------ Excerto do texto

Em matéria de guerra, devíamos começar por fazer nos próprios, o que exigimos dos outros.
(Alexandre o Grande.)
Durante o serviço militar, se queríamos saber o que nos reservava o dia seguinte, passávamos pela frente da secretaria, e depois de um olhar de soslaio à escala, dávamos meia-volta, mas podia acontecer que a secretaria viesse até nos. Com efeito naquela tarde, aparece no limiar da nossa caserna um escriturário trazendo na mao um papel que afixa na porta, enquanto lança lacónico: O Pelotão vai sair.
Eramos um mini Pelotão de Reconhecimento e Informação, que com outros tantos Sapadores constituíam o único grupo, que por natureza devia estar apto a sair a qualquer hora, mas aqui "sair"tinha um significado algo diferente: vestir rapidamente o camuflado, apertar à cinta as cartucheiras que com a arma, permaneciam dependuradas ao fundo da cama, encher o cantil de água e correr na direcção do portão, lugar de "rendez-vous "com os condutores que nos levariam ao destino, era isso "sair".

------------

• [As suas tarefas]:
a: Responda às seguintes perguntas sobre o relato do serviço militar:
(i) A quem é atribuída a citação que abre o texto?
(ii) Que frase diz o escriturário ao afixar o papel na porta da caserna?
(iii) Em que direção corriam os militares para se encontrarem com os condutores?
b: Prossiga o relato do serviço militar a partir da última frase apresentada.

------ Dados registados

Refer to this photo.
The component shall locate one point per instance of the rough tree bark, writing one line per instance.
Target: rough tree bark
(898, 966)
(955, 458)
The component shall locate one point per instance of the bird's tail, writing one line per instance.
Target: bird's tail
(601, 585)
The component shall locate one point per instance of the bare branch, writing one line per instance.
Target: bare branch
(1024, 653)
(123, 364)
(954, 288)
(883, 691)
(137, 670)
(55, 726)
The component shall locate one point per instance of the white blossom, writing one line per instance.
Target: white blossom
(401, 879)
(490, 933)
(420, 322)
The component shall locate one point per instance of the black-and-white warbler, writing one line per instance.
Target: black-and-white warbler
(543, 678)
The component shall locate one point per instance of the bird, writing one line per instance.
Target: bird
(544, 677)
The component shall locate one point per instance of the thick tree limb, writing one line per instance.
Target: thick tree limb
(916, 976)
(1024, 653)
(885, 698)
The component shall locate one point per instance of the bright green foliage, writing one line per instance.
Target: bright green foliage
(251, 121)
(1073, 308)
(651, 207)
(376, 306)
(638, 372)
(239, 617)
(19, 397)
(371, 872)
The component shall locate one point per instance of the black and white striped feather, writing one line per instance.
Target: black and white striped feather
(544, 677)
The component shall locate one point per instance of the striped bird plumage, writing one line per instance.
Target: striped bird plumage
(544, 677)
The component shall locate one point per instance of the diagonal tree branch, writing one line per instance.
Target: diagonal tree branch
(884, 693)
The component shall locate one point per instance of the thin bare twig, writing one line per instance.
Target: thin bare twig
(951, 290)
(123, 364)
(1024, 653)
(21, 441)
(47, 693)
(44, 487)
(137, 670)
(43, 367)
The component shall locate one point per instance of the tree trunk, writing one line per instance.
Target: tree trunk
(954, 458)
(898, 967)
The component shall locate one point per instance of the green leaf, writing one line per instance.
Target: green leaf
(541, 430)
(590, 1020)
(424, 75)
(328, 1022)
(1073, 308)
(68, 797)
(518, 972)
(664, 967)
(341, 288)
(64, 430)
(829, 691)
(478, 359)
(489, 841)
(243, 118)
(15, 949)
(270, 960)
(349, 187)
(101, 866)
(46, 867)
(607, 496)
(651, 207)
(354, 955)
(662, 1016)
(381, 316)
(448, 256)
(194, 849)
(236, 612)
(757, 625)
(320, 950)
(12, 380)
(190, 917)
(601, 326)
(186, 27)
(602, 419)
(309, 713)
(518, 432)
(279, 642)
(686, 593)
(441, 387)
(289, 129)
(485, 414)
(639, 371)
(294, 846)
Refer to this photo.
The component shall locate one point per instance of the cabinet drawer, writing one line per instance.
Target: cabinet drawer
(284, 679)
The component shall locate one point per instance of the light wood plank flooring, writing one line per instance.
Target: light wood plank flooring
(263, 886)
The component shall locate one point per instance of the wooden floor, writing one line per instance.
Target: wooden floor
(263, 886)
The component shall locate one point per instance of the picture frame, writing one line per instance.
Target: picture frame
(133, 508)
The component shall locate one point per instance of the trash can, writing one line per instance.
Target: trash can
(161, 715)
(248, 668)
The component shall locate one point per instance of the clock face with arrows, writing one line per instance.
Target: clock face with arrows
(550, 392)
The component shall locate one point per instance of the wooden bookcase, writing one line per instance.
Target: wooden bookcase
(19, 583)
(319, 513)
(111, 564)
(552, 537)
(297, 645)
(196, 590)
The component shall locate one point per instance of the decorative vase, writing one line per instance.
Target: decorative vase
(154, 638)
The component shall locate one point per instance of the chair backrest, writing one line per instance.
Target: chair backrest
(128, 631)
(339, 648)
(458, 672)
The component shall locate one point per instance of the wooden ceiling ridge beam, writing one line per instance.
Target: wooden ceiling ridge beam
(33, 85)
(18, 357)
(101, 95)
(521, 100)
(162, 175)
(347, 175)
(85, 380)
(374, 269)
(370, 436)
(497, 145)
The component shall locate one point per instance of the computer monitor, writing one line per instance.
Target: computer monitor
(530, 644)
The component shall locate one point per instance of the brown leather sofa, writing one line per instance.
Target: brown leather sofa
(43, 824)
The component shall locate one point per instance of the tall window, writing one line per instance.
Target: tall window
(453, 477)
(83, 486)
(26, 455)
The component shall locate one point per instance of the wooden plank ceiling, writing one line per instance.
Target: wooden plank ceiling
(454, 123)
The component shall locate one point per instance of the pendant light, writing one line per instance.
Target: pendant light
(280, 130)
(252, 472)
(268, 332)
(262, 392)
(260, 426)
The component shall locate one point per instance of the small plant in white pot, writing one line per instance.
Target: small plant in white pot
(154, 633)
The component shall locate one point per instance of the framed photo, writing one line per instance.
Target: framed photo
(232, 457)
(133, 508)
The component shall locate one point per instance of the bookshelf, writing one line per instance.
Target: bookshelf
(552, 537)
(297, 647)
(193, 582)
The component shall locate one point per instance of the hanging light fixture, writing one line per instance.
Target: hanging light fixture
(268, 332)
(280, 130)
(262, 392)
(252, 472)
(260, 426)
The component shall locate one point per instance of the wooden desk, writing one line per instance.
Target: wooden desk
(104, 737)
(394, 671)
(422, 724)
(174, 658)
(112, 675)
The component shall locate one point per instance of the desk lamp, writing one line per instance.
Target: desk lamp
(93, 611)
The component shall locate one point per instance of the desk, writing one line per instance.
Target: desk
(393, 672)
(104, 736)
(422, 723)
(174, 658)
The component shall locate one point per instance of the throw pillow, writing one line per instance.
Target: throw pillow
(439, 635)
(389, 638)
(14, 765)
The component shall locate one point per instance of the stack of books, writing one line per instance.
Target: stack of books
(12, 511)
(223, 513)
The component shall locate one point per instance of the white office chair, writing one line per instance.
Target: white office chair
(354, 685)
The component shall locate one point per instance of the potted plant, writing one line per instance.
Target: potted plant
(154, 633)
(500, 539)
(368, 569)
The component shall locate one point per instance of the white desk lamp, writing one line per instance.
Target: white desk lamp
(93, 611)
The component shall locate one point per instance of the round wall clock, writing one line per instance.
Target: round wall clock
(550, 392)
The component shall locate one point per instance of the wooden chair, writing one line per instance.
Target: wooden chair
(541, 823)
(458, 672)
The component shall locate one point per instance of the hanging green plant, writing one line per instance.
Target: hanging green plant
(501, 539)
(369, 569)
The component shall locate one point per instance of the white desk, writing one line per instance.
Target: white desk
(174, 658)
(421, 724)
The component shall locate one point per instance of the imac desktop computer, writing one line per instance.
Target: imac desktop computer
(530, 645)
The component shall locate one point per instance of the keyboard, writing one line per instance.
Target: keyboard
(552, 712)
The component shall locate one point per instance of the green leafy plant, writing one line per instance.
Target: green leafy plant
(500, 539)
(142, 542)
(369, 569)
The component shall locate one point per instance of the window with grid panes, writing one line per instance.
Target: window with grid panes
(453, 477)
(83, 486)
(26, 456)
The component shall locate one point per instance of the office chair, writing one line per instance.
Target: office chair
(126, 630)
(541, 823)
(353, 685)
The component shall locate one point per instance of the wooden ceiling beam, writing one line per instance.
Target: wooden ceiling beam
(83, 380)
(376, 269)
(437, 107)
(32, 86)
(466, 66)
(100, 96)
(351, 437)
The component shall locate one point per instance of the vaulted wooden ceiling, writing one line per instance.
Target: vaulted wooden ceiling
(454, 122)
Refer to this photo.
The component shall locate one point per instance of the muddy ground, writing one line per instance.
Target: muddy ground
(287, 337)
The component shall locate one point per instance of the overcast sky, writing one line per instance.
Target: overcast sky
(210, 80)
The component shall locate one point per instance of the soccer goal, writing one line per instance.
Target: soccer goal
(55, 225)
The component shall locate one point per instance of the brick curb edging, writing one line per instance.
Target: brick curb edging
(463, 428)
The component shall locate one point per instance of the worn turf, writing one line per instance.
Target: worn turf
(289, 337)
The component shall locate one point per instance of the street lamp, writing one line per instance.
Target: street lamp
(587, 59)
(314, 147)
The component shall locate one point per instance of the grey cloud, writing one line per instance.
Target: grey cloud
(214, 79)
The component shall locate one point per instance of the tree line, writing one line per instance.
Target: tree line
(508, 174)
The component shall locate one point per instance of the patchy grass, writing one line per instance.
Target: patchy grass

------------

• [Respostas por tarefa]:
a:
(i) A Alexandre o Grande.
(ii) "O Pelotão vai sair."
(iii) Na direção do portão.

b:
Geralmente a nossa "jurisdição"estendia-se por uma faixa de terreno que partindo de Ambrizete para Norte, podia ir até Quinzau ou Santo Antonio do Zaire, e para Sul, parávamos antes de Ambriz, sem nos afastarmos muito do Litoral, o que nos permitia "evoluir" sobre terreno mais ou menos plano.
Naquele dia deparamos com um cenário algo diferente. Destino secreto, objectivo confidencial. Ao chegarmos ao cruzamento onde habitualmente virávamos à esquerda, seguimos em frente e entramos em terra mais acidentada; depressa percebemos que a "muralha Atlântica"deixava de nos proteger. Envolvidos em espessas nuvens de po, percorremos algumas dezenas de quilómetros, e fomos "aterrar" no aquartelamento de uma das nossas Companhias Operacionais, "estacionada" em Tomboco.
Apeados que fomos das viaturas, indicaram-nos o rez-do-chao de uma casota cujo solo estava coberto de capim seco, ou seja palha, como um curral de porcos. Uma voz começou a reclamar se aquilo era para homens, ao que outra (a minha ) retorquiu que nos considerássemos felizes dormir ali, porque talvez outros estivessem em pior situação, e estavam mesmo.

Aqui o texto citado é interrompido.